ТЕКСТ ДЛЯ ЧТЕНИЯ
%%

Кино?Далеко не всегда постмодернистское произведение хочется назвать искусством, равно как 'картиной' трудно считать собранный пазл, пусть он даже висит на стене в красивой рамке. Ларс фон Триер – конечно, постмодернист, но из массы коллег его выделяет потрясающее эстетическое чутьё и тонкое, порой на самой грани восприятия, мрачное чувство юмора. Эти два личных качества – молот и наковальня, при помощи которых режиссёр куёт своё кино.
Триер – возможно, самый известный, и в то же время один из самых тонких провокаторов в современном кино. Он, думается мне, прослыл режиссёром-интеллектуалом отнюдь не за свой собственный интеллект, а за то, что напрягает мозги зрителю. Притом, сам он, может быть, и умён, но уж точно совсем не мыслитель. Если смотреть его фильмы так, как мы привыкли смотреть кино, легко принять Триера, постоянно говорящего общие вещи, этаким Captain Obvious от кинематографа. Однако его произведения, будучи наполненными самыми разными персонажами, на поверку оказываются совсем не про людей. За серьёзными лицами, пафосными словами и удивительными декорациями (если говорить о раннем и позднем периодах его творчества), за нарочито неаккуратным монтажом, трясущейся камерой и шумной картинкой (в его творчестве в рамках манифеста Догмы-95) – за всем этим неизменно проглядывает обаятельная чеширская усмешка режиссёра... а кое-где и его знаменитая татуировка на пальцах правой руки. Триер снимает кино про восприятие, про отношение, про точку зрения. Наконец, про кино.

%%

ФРАГМЕНТ ИСТОЧНИКА
%%

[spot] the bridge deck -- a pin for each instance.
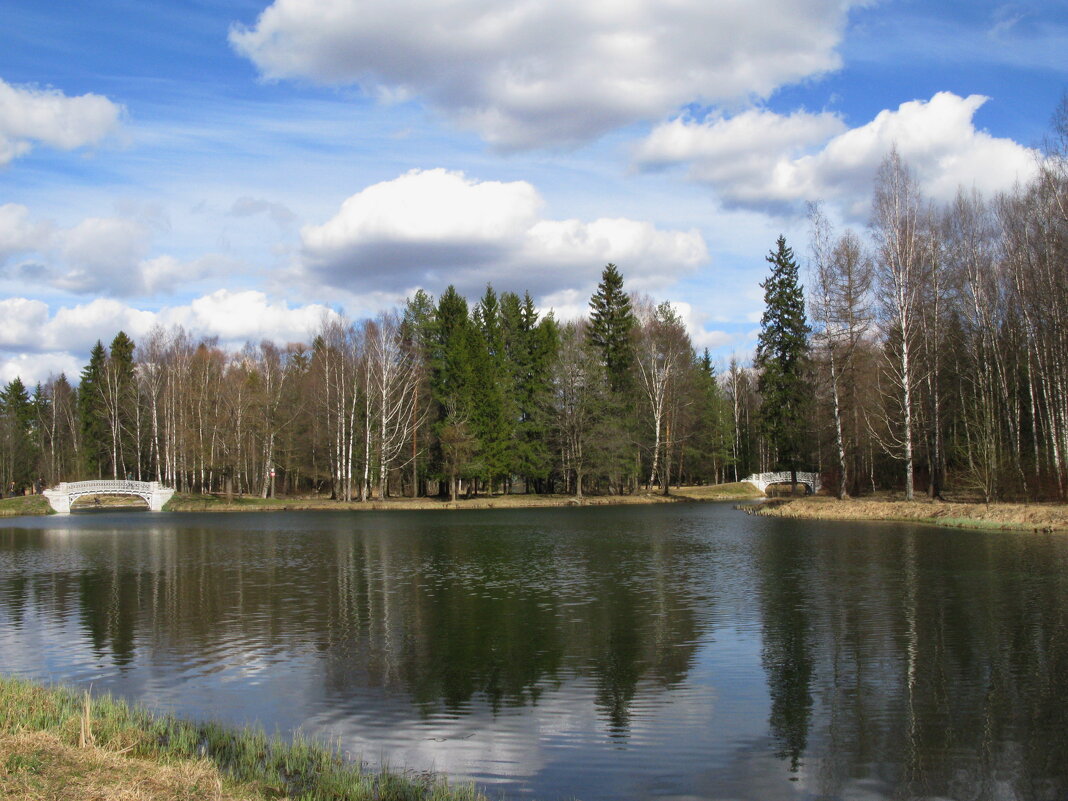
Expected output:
(153, 492)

%%

ЗАДАНИЯ
1: Какие два личных качества, согласно тексту о Ларсе фон Триере, выделяют режиссера из массы коллег?
2: Выпишите из текста о Ларсе фон Триере фрагмент, начиная со слов «Кино?Далеко не всегда» и заканчивая словами «куёт своё кино.» включительно.

ОТВЕТЫ К ЗАДАНИЯМ
1: Потрясающее эстетическое чутье и тонкое, порой на самой грани восприятия, мрачное чувство юмора.

2:
Кино?Далеко не всегда постмодернистское произведение хочется назвать искусством, равно как 'картиной' трудно считать собранный пазл, пусть он даже висит на стене в красивой рамке. Ларс фон Триер – конечно, постмодернист, но из массы коллег его выделяет потрясающее эстетическое чутьё и тонкое, порой на самой грани восприятия, мрачное чувство юмора. Эти два личных качества – молот и наковальня, при помощи которых режиссёр куёт своё кино.